● **Exercise requirements**:
Write out every record again, exactly.

● **Data for analysis**:
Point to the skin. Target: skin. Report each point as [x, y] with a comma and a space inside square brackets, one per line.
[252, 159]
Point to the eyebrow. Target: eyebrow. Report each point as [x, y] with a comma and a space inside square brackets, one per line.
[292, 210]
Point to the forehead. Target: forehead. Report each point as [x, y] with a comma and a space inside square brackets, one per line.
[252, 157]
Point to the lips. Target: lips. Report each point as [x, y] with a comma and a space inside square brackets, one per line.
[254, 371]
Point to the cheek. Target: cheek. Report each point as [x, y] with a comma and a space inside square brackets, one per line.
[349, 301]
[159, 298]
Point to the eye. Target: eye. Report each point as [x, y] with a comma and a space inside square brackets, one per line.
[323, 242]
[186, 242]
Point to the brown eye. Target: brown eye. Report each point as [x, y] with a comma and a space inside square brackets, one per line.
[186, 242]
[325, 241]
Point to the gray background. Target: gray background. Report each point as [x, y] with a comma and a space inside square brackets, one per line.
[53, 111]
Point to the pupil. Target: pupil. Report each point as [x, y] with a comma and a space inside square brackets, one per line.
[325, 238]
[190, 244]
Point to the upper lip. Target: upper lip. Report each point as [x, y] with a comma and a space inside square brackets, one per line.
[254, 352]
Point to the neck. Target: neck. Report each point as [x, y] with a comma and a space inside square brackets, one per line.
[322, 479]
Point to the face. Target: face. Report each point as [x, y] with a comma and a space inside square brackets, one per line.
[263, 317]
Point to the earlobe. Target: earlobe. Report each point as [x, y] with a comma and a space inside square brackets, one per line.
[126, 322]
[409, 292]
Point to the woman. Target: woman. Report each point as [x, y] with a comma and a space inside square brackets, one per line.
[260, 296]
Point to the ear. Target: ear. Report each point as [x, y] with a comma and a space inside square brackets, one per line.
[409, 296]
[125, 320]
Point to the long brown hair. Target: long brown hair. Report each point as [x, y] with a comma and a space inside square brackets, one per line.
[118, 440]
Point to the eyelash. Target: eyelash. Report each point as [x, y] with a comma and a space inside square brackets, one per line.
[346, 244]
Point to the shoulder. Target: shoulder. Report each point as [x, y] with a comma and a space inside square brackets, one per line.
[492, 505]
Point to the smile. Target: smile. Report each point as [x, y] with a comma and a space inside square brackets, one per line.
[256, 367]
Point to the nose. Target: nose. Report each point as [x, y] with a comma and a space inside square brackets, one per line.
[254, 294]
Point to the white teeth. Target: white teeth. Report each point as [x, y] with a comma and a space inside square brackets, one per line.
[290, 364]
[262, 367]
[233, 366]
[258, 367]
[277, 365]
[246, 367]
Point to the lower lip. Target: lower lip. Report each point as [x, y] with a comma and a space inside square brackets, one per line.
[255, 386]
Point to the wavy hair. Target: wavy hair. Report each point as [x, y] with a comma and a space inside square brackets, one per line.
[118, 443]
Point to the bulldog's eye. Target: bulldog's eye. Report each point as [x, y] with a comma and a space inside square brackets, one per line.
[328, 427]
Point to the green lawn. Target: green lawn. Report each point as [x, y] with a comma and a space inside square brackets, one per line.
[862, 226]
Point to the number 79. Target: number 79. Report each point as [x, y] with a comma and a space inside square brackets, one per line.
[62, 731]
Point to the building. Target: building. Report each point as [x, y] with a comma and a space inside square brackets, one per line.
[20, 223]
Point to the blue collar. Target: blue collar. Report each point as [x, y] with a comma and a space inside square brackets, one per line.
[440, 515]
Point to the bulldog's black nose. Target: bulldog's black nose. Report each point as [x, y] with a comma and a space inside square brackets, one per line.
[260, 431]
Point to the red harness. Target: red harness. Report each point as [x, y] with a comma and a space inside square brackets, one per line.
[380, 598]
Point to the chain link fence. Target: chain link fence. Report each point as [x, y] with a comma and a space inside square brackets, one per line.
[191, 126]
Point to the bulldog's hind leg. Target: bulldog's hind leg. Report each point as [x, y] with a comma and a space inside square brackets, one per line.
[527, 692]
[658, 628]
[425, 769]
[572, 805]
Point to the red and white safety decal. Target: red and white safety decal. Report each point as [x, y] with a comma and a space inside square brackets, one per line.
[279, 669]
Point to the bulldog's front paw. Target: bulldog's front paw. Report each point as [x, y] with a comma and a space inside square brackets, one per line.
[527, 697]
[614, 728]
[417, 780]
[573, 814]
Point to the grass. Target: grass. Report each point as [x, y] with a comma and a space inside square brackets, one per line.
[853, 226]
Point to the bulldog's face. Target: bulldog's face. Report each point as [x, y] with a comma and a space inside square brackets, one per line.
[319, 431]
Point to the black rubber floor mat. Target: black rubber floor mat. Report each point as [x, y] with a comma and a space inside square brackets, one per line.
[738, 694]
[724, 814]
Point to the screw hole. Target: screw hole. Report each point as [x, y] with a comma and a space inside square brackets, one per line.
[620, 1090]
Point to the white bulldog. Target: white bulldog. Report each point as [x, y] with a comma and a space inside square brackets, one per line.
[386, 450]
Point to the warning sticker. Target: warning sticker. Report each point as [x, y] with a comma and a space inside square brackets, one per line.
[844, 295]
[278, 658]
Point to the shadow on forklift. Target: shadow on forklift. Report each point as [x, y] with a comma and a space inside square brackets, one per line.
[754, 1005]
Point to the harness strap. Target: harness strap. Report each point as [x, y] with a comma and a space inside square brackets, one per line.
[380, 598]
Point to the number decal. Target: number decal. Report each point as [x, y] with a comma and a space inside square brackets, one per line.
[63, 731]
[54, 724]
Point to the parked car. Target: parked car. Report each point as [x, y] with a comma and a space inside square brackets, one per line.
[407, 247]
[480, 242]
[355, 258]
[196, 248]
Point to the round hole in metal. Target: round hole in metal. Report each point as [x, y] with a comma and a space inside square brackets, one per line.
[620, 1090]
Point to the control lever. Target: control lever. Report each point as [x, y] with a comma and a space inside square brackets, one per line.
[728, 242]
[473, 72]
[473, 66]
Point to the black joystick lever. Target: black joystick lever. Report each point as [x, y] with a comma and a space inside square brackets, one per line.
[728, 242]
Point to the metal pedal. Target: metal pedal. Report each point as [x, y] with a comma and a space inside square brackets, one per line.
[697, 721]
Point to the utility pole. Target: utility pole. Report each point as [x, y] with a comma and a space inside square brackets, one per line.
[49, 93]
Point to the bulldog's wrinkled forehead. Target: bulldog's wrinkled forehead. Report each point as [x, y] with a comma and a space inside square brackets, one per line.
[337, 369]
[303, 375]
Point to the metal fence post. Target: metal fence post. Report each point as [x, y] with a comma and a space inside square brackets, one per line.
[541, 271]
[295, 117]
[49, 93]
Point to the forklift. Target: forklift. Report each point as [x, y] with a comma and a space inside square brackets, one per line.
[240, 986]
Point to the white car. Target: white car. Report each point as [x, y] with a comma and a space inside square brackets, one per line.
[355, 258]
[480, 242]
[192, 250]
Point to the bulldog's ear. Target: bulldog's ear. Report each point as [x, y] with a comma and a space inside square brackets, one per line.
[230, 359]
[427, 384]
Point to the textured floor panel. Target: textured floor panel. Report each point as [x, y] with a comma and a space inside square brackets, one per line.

● **Worked solution**:
Point to the skin. Target: skin. Report each point as [x, y] with a comma and a space inside square brackets, one per line.
[252, 159]
Point to the eyebrow. Target: eyebrow. Report each point as [x, y] with a comma and a space inside square brackets, one per line.
[292, 210]
Point to the forehead. Target: forehead. Report each point as [x, y] with a comma and a space inside square brackets, one per line.
[252, 157]
Point to the lips. Target: lips. Report each point as [x, y] with a comma and a space inside square brackets, one per line.
[254, 371]
Point to the cheek. Target: cheek. Report each point as [x, y] with a comma and a space inside square brackets, one per line.
[349, 301]
[159, 298]
Point to the eye. Target: eye. Report each point as [x, y] with a comma and a space inside square brackets, one per line.
[323, 242]
[186, 242]
Point to the brown eye. Target: brown eye. Report each point as [x, y] with a comma and a space inside square brackets, one per line.
[186, 242]
[325, 241]
Point to the gray background. Target: gray background. Report each point as [x, y] with a comma and a space inside square brackets, one per line.
[53, 111]
Point to the pupil. Target: pupil. Report each point as [x, y] with a comma and a space inside square brackets, one per line.
[325, 238]
[190, 244]
Point to the upper lip. Target: upper lip. Report each point as [x, y] with a comma and a space inside square brackets, one per line.
[254, 352]
Point to the neck. Target: neck. Report each point as [x, y] with a comma and a space inside square brackets, one per line.
[322, 479]
Point to the face. Target: face. Report each point as [x, y] with a comma and a space inside square brackets, one per line.
[263, 317]
Point to the earlobe. Target: earlobe. Report each point as [x, y] with a comma and a space inside square brackets, one per line.
[126, 322]
[409, 292]
Point to the woman. Target: woman. Report each point as [x, y] with a comma and a space inside square brackets, one per line.
[260, 296]
Point to the ear. Target: ear. Report each point as [x, y] with a comma and a space inside square brackets, one per line.
[409, 296]
[125, 320]
Point to the long brown hair. Target: long brown hair. Report each point as [x, y] with a comma and a space inside square brackets, one per line.
[118, 440]
Point to the eyelash. Target: eyelash. Report each point as [x, y] with a comma and a space inside square brackets, one per line.
[346, 244]
Point to the shoulder. Target: shoulder. Report each point as [x, y] with a comma and a space inside square brackets, one per line.
[492, 505]
Point to the smile. Target: smile. Report each point as [x, y] with a comma and a space inside square brackets, one per line.
[256, 367]
Point to the nose. Target: nose. Report each point as [x, y] with a comma and a space inside square brackets, one per line.
[254, 294]
Point to the white teeth. Target: white teeth. Report each point as [x, y] with a comma and a space inside square brackets, one per line.
[290, 364]
[262, 367]
[233, 366]
[258, 367]
[277, 365]
[246, 367]
Point to the lower lip. Target: lower lip. Report each point as [x, y] with a comma and a space inside square brackets, one per line.
[255, 386]
Point to the wavy hair. Target: wavy hair. Report each point as [x, y] with a comma and a space inside square brackets, one per line.
[118, 443]
Point to the bulldog's eye. Target: bulldog's eye. Report each point as [x, y] with a comma and a space inside square brackets, one per line.
[328, 427]
Point to the green lawn. Target: green lawn. Report each point as [x, y] with a comma and a space inside square brackets, one per line.
[862, 226]
Point to the number 79. Target: number 79. Report each point as [x, y] with a comma and a space inside square brackets, one per line.
[62, 731]
Point to the building. Target: building. Report each point as [x, y] with a comma and a space inside square brackets, one per line.
[20, 223]
Point to the blue collar. Target: blue collar. Report each point as [x, y] with a comma and a space inside square brackets, one per line.
[440, 515]
Point to the bulldog's black nose. Target: bulldog's black nose. Report each point as [x, y] with a comma and a space inside square brackets, one per line.
[260, 431]
Point to the red harness. Target: red harness. Report each point as [x, y] with a comma and a space inside square brackets, one per line.
[380, 598]
Point to the chain link fence. Target: chain link fence. Report each point as [x, y] with a comma and a space inside square brackets, one per line.
[191, 126]
Point to the bulldog's hind leg. Target: bulldog's hind leg. Report each point as [x, y] with a comma and a space inside square brackets, one per line.
[527, 692]
[658, 628]
[425, 769]
[572, 805]
Point to the red and white safety decal. Target: red and white safety decal. Report each point as [x, y] with a comma and a space inside square brackets, one per line.
[279, 669]
Point to the bulldog's front paw. Target: bulldog's front paw. Report each point as [x, y] with a comma and a space inside square brackets, one per line.
[527, 697]
[614, 728]
[417, 780]
[573, 814]
Point to the grass. Target: grass. Report each point as [x, y] with a comma and a space inside square brackets, one per line.
[853, 226]
Point to the bulldog's face. Target: bulldog's face. Report each point as [x, y] with a comma and a space inside square brackets, one per line.
[319, 431]
Point to the black rubber floor mat. Target: black rubber floor mat. Report each point as [x, y] with a comma and a space inside square brackets, one per line.
[738, 694]
[724, 814]
Point to the screw hole. Target: screw hole. Report each point as [x, y] with a comma and a space inside square brackets, one per line.
[620, 1090]
Point to the white bulldog. Target: white bulldog. Report each point as [x, y] with a comma and a space inside square brackets, one per line.
[386, 450]
Point to the warning sticker. Target: warning sticker. Report each point as [x, y] with a comma and a space inside square brackets, one per line.
[844, 295]
[278, 658]
Point to the shadow on forklift. Target: shadow on forklift. Report each point as [x, y] with a comma and a space inside square brackets, one per line.
[754, 1005]
Point to the harness strap. Target: harness strap. Report each point as [x, y] with a comma and a space inside square brackets, one per line.
[380, 598]
Point to the number decal. Target: number decal. Report each point as [x, y] with a comma and a space inside square brackets, one per line.
[63, 731]
[54, 724]
Point to the parked car. Target: parked car. Report each point as [x, y] with a comma and a space inside square brackets, one per line.
[407, 247]
[480, 242]
[355, 258]
[196, 248]
Point to the round hole in metal. Target: round hole in metal. Report each point as [x, y] with a comma and a space inside square brackets, one per line.
[620, 1090]
Point to the control lever. Target: control lever. Report each point as [x, y] with a comma and a space inside square brackets, one per line.
[728, 242]
[473, 72]
[473, 66]
Point to the black joystick lever. Target: black joystick lever. Report each point as [x, y] with a comma and a space inside square brackets, one per line.
[728, 242]
Point to the metal pedal. Target: metal pedal. Report each point as [x, y] with a comma and a space inside square brackets, one per line.
[697, 721]
Point to the utility pole. Target: utility pole. Report each point as [x, y] with a comma and a space inside square brackets, one per line.
[49, 93]
Point to the bulldog's wrinkled forehead. Target: bulldog's wrinkled forehead. Report each point as [x, y] with a comma and a space inside square brackets, one per line.
[337, 369]
[303, 375]
Point to the metal fence post. Target: metal fence post. Report each point as [x, y] with a comma and a space inside square brackets, one per line.
[541, 271]
[295, 117]
[49, 93]
Point to the forklift. Target: forklift. Report each point as [x, y] with a comma and a space inside square brackets, one per line.
[240, 986]
Point to the white car. Target: white car. Report each point as [x, y] with a comma and a space inside square brackets, one per line.
[355, 258]
[480, 242]
[192, 250]
Point to the bulldog's ear. Target: bulldog's ear. Report each point as [x, y] with a comma and a space inside square brackets, one per line.
[230, 359]
[427, 384]
Point to the textured floor panel. Target: textured floor panel. Report each point as [x, y] with a comma and a space inside square brackets, one per line.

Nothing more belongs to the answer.